_What you need to do_
Reproduce the lines below verbatim, covering every line but leaving out the pictures.

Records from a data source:
+---+

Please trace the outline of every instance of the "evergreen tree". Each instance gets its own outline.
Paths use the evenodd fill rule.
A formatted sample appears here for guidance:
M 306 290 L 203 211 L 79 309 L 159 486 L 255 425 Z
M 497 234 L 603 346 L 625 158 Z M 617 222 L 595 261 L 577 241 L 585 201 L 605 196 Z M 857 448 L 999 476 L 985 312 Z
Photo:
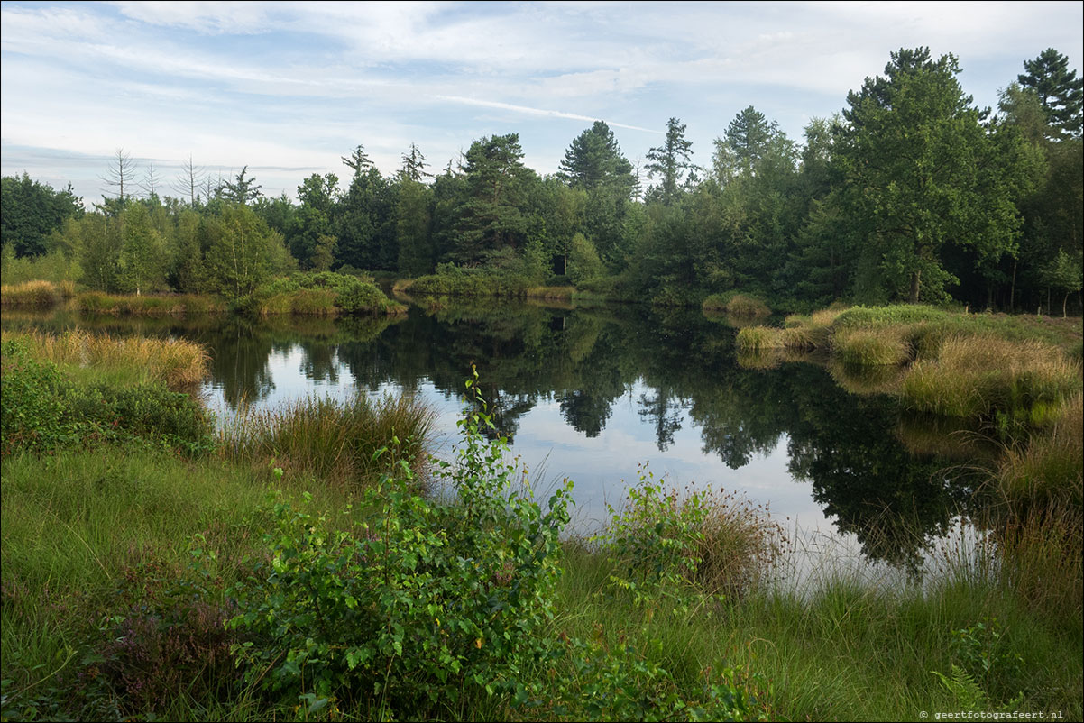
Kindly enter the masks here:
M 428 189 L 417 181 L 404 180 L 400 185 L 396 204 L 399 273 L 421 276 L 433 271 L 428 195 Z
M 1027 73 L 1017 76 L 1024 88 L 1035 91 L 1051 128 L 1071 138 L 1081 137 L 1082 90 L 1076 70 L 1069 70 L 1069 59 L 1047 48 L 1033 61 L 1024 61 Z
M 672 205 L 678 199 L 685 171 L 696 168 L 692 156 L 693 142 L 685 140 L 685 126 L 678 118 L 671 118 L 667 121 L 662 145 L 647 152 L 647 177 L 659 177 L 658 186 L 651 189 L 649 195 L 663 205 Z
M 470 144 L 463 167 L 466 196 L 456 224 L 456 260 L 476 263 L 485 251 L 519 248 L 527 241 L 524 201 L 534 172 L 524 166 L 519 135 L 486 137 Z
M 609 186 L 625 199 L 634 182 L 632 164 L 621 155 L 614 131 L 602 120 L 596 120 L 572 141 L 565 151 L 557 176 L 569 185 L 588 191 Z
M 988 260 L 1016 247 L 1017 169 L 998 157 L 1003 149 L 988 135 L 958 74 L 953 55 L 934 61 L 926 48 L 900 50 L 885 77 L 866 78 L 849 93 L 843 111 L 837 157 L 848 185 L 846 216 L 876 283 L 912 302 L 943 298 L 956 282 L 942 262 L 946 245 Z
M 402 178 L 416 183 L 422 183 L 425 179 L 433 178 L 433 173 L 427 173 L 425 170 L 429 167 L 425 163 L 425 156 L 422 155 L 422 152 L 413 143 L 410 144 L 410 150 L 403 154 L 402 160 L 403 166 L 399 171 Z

+---+

_Task response_
Please trace the outline of every instance of the "evergreen tree". Each instance gets its own outline.
Paths use the evenodd fill rule.
A formatted sample appears here for guidance:
M 306 290 L 203 211 L 79 309 L 159 486 L 255 425 Z
M 497 234 L 603 346 L 625 158 Z M 617 222 L 595 261 L 577 241 L 585 201 L 605 196 Z M 857 448 L 999 476 L 985 312 Z
Photo:
Kindly enter the masks here:
M 428 189 L 417 181 L 404 180 L 400 185 L 396 204 L 399 273 L 421 276 L 433 271 L 428 195 Z
M 1027 73 L 1017 76 L 1024 88 L 1035 91 L 1051 128 L 1071 138 L 1081 137 L 1082 90 L 1076 70 L 1069 70 L 1069 59 L 1047 48 L 1033 61 L 1024 61 Z
M 672 205 L 678 199 L 685 171 L 696 168 L 692 156 L 693 142 L 685 140 L 685 126 L 678 118 L 671 118 L 667 121 L 662 145 L 647 152 L 647 177 L 659 177 L 658 186 L 651 189 L 649 195 L 663 205 Z
M 470 144 L 463 167 L 466 196 L 456 224 L 456 260 L 476 263 L 485 251 L 519 248 L 527 241 L 524 201 L 534 172 L 524 166 L 519 135 L 486 137 Z
M 609 186 L 625 199 L 634 182 L 632 164 L 621 155 L 614 131 L 602 120 L 596 120 L 572 141 L 565 151 L 557 176 L 569 185 L 588 191 Z
M 988 260 L 1016 247 L 1017 169 L 998 157 L 1003 149 L 988 135 L 958 74 L 953 55 L 934 61 L 926 48 L 900 50 L 885 77 L 866 78 L 849 93 L 843 111 L 837 157 L 848 185 L 846 216 L 876 283 L 912 302 L 943 298 L 956 282 L 942 262 L 946 245 Z
M 402 178 L 416 183 L 422 183 L 425 179 L 433 178 L 433 173 L 427 173 L 425 170 L 429 167 L 425 163 L 425 156 L 422 155 L 422 152 L 413 143 L 410 144 L 410 150 L 403 154 L 402 160 L 403 166 L 399 171 Z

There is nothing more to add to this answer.